=== EXERCISE DIRECTIONS ===
Pick out every line of the data below that contains the string "ridge", matching case exactly, and copy each such line in full.
>> Start INFORMATION SHOWN
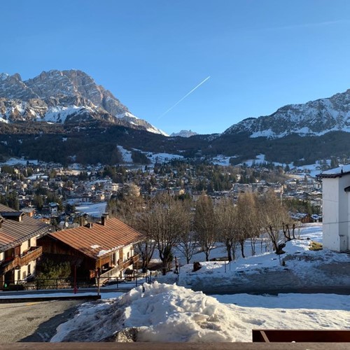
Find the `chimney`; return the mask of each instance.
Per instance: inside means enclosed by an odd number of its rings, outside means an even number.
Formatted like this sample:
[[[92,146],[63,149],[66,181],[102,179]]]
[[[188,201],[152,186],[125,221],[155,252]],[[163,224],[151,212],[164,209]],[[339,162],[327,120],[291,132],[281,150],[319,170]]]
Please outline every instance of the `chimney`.
[[[104,225],[106,226],[106,221],[109,218],[109,214],[108,213],[104,213],[102,216],[101,216],[101,223]]]

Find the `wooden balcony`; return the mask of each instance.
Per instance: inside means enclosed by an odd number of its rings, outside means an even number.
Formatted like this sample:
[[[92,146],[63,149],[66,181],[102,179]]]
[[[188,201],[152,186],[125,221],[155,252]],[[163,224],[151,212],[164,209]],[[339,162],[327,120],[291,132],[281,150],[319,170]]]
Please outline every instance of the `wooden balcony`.
[[[126,268],[129,267],[129,266],[132,265],[132,264],[136,263],[139,260],[139,255],[132,256],[130,259],[125,261],[122,264],[118,265],[115,266],[115,267],[108,270],[106,272],[102,274],[101,277],[108,278],[108,277],[115,276],[115,275],[120,271],[122,271],[123,270],[125,270]]]
[[[10,261],[0,265],[0,272],[6,274],[16,267],[22,267],[28,265],[31,261],[36,260],[43,254],[42,246],[32,246],[24,254],[15,256]]]

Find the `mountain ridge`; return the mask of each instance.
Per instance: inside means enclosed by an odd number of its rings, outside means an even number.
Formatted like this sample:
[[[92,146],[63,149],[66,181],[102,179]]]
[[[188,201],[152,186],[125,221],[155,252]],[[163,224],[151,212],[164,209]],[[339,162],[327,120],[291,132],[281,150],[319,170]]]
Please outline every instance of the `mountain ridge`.
[[[350,132],[350,90],[306,104],[287,104],[270,115],[246,118],[224,134],[248,132],[249,137],[284,137],[290,134],[321,136],[332,131]]]
[[[136,125],[167,135],[133,115],[109,90],[78,69],[44,71],[24,81],[18,73],[13,76],[0,74],[0,121],[6,122],[71,122],[97,119],[120,124],[117,121],[120,119],[122,124],[130,127]]]

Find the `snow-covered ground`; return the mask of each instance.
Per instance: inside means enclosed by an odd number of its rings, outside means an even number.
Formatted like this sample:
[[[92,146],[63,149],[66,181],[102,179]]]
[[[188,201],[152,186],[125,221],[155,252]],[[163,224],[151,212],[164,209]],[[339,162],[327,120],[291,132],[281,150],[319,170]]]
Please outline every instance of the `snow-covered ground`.
[[[106,212],[106,202],[80,203],[76,206],[76,210],[80,213],[88,214],[93,218],[101,218],[102,214]]]
[[[261,282],[271,272],[276,274],[278,282],[278,276],[288,271],[306,279],[325,266],[335,267],[322,277],[322,283],[332,286],[342,279],[347,281],[349,273],[346,274],[341,267],[350,262],[348,255],[309,250],[310,240],[321,241],[319,224],[306,225],[300,238],[287,243],[282,258],[284,266],[273,253],[239,258],[230,265],[226,262],[226,266],[225,262],[202,260],[202,267],[196,272],[192,272],[192,264],[182,266],[178,283],[188,286],[200,281],[220,286],[220,283],[227,285],[227,281],[244,280],[249,275],[259,276]],[[212,253],[222,254],[222,251]],[[177,275],[171,274],[167,278],[169,282],[176,280]],[[349,295],[209,296],[161,282],[160,278],[153,284],[145,284],[117,298],[84,304],[78,314],[59,326],[52,341],[94,342],[116,337],[120,341],[129,338],[139,342],[251,342],[251,330],[256,328],[350,329]]]
[[[251,342],[256,328],[350,329],[347,295],[214,298],[158,282],[144,288],[83,304],[51,341]]]

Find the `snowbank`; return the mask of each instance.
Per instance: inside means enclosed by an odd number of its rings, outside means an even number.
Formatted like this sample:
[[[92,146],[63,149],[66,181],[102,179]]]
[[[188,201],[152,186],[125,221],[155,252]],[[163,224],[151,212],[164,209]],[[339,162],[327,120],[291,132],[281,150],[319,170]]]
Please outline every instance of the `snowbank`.
[[[253,328],[350,329],[348,295],[322,295],[318,302],[314,295],[217,296],[221,303],[176,285],[142,288],[83,304],[51,342],[251,342]]]

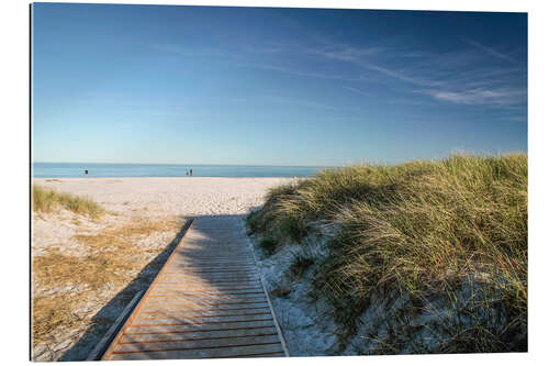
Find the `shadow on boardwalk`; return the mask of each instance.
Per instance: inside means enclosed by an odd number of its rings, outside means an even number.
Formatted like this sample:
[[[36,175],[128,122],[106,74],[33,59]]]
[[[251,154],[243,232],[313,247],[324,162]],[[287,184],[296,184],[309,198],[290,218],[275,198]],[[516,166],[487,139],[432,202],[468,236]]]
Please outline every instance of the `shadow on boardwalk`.
[[[243,219],[244,215],[209,215],[201,217],[202,220],[216,220],[216,219]],[[146,290],[158,271],[163,268],[164,264],[179,244],[184,231],[184,223],[179,233],[168,244],[168,246],[158,254],[152,262],[149,262],[139,274],[114,298],[112,298],[96,315],[92,318],[92,325],[86,331],[80,340],[72,345],[59,361],[85,361],[96,344],[101,340],[103,334],[110,329],[114,320],[124,310],[125,306],[133,299],[135,293],[141,290]]]

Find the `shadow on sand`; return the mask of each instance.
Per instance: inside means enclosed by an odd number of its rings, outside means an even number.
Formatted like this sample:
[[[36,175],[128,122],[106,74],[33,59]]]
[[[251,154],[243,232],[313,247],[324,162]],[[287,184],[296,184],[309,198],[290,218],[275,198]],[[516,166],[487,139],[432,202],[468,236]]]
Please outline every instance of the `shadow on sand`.
[[[243,239],[245,239],[246,236],[243,222],[244,217],[245,217],[244,214],[238,214],[238,215],[233,214],[233,215],[205,215],[195,218],[197,220],[200,220],[202,225],[208,226],[209,230],[201,231],[193,224],[194,234],[199,236],[192,240],[192,245],[189,245],[189,247],[181,248],[184,249],[183,251],[184,260],[181,262],[181,266],[184,266],[183,262],[186,262],[188,266],[189,265],[201,266],[204,263],[204,257],[212,255],[212,246],[215,247],[214,253],[216,257],[220,258],[225,257],[225,259],[228,259],[229,257],[238,258],[242,256],[242,258],[247,258],[246,260],[253,260],[251,251],[247,246],[247,243],[243,241]],[[197,221],[194,223],[197,223]],[[210,230],[212,225],[213,226],[225,225],[227,223],[228,225],[226,228],[220,228],[220,229],[228,229],[228,231],[223,230],[223,233],[222,232],[217,233],[216,230],[214,230],[213,232]],[[166,249],[159,255],[157,255],[149,264],[147,264],[147,266],[145,266],[141,270],[141,273],[132,280],[132,282],[130,282],[123,290],[121,290],[111,301],[109,301],[109,303],[107,303],[93,317],[93,325],[90,326],[87,330],[87,332],[80,337],[80,340],[61,356],[60,361],[83,361],[88,357],[89,353],[93,350],[96,344],[101,340],[103,334],[109,330],[109,328],[112,325],[117,315],[123,311],[124,307],[132,300],[134,295],[139,290],[146,290],[150,286],[158,271],[163,268],[164,264],[166,263],[172,251],[181,241],[184,234],[183,229],[184,224],[182,225],[177,236],[166,247]],[[226,243],[227,247],[225,248],[224,244],[221,243]],[[179,255],[180,254],[178,254],[177,256]],[[177,260],[181,259],[182,258]],[[203,284],[206,284],[211,290],[226,291],[226,289],[223,288],[223,286],[226,285],[223,284],[219,285],[220,278],[216,275],[211,275],[206,273],[201,275],[200,273],[197,273],[195,276],[200,276],[200,280]],[[239,280],[239,279],[240,277],[234,278],[234,280]],[[247,276],[244,276],[242,277],[242,280],[244,282],[247,282],[249,279],[247,278]],[[227,312],[223,311],[224,307],[227,308],[227,310],[228,308],[242,307],[243,309],[236,311],[236,313],[238,314],[242,313],[242,315],[249,314],[253,315],[255,319],[257,319],[257,321],[254,321],[253,323],[243,325],[246,325],[247,328],[253,326],[257,329],[256,333],[261,334],[261,340],[265,340],[266,345],[270,345],[269,342],[272,342],[274,340],[276,330],[271,325],[272,321],[267,320],[269,318],[268,315],[269,309],[265,307],[265,303],[262,303],[265,301],[262,300],[264,296],[259,295],[259,292],[262,289],[260,289],[259,284],[249,282],[249,286],[251,286],[250,288],[253,288],[253,290],[250,291],[254,293],[235,295],[234,296],[235,298],[231,300],[235,302],[234,306],[216,304],[215,307],[216,308],[219,307],[222,312]],[[237,303],[243,303],[243,304],[240,306]],[[231,311],[231,313],[234,313],[234,311]],[[165,317],[166,315],[167,318],[171,318],[171,314],[165,314]],[[210,332],[210,329],[212,330],[215,329],[215,326],[212,328],[211,325],[208,324],[199,325],[195,323],[191,323],[188,322],[187,320],[180,319],[179,317],[176,317],[172,320],[173,322],[177,322],[181,326],[189,330],[200,328],[202,332]],[[235,323],[235,325],[237,328],[239,326],[238,323]],[[267,348],[269,348],[269,346],[266,346],[266,350]],[[150,354],[150,356],[152,356],[150,358],[156,358],[154,354]],[[221,355],[221,357],[223,357],[223,355]]]
[[[188,218],[182,218],[186,222]],[[183,228],[186,222],[182,223],[181,229],[166,248],[159,253],[153,260],[150,260],[137,276],[114,298],[112,298],[100,311],[92,318],[92,325],[86,333],[72,345],[59,361],[85,361],[96,344],[101,340],[103,334],[109,330],[114,320],[124,310],[125,306],[132,301],[135,293],[141,290],[146,290],[156,275],[164,266],[171,252],[176,248],[183,236]]]

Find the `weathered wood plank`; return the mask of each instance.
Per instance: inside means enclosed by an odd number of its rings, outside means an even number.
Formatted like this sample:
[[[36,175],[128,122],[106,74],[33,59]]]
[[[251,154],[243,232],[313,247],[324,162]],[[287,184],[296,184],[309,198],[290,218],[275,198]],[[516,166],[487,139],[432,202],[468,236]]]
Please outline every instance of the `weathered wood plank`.
[[[103,359],[288,355],[242,226],[199,219],[183,241]]]

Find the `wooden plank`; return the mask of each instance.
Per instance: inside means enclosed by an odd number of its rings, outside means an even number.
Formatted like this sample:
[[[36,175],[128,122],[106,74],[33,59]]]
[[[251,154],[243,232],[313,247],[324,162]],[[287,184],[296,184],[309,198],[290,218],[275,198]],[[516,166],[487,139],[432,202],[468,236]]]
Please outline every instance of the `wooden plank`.
[[[236,220],[194,220],[103,359],[287,356]]]
[[[121,343],[116,347],[116,353],[221,348],[229,346],[237,347],[243,345],[258,345],[258,344],[280,344],[278,340],[278,334],[238,336],[238,337],[226,337],[226,339]]]
[[[186,359],[243,357],[265,353],[282,353],[280,343],[265,345],[228,346],[223,348],[198,348],[165,352],[135,352],[113,354],[111,359]]]
[[[165,342],[165,341],[187,341],[187,340],[203,340],[203,339],[228,339],[253,335],[274,335],[277,329],[274,326],[262,326],[254,329],[239,329],[229,331],[203,331],[203,332],[187,332],[187,333],[154,333],[154,334],[124,334],[120,340],[120,344],[132,342]]]
[[[137,293],[134,295],[132,300],[126,304],[124,310],[120,313],[120,315],[116,318],[114,323],[109,328],[107,333],[101,337],[99,343],[93,347],[93,350],[90,352],[88,355],[88,358],[86,361],[98,361],[101,358],[103,353],[107,351],[107,347],[111,343],[112,339],[116,335],[116,332],[120,331],[122,328],[122,324],[124,320],[130,315],[130,312],[134,310],[135,304],[137,301],[141,299],[141,296],[143,295],[144,291],[138,291]]]
[[[150,325],[158,323],[170,323],[170,324],[220,324],[229,322],[244,322],[244,321],[257,321],[272,319],[269,312],[261,312],[258,314],[242,314],[242,315],[202,315],[202,317],[149,317],[149,318],[136,318],[132,322],[132,325]]]

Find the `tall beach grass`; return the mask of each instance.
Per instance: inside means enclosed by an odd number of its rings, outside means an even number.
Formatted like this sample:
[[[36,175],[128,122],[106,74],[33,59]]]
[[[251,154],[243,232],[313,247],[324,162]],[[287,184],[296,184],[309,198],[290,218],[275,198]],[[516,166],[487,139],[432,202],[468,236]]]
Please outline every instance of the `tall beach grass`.
[[[37,185],[32,187],[33,211],[51,212],[58,208],[98,218],[104,213],[104,209],[87,197],[79,197],[66,192],[56,192],[53,189],[43,188]]]
[[[272,189],[248,232],[268,237],[269,253],[328,239],[314,288],[341,343],[358,334],[369,353],[526,351],[527,173],[524,154],[325,170]],[[383,332],[359,334],[373,302],[384,303]]]

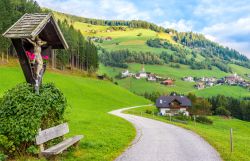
>> End INFORMATION SHOWN
=== IN RESPONSE ===
Find the `mountain ridge`; return the mask of each instance.
Please outline every instance of the `mountain ridge`.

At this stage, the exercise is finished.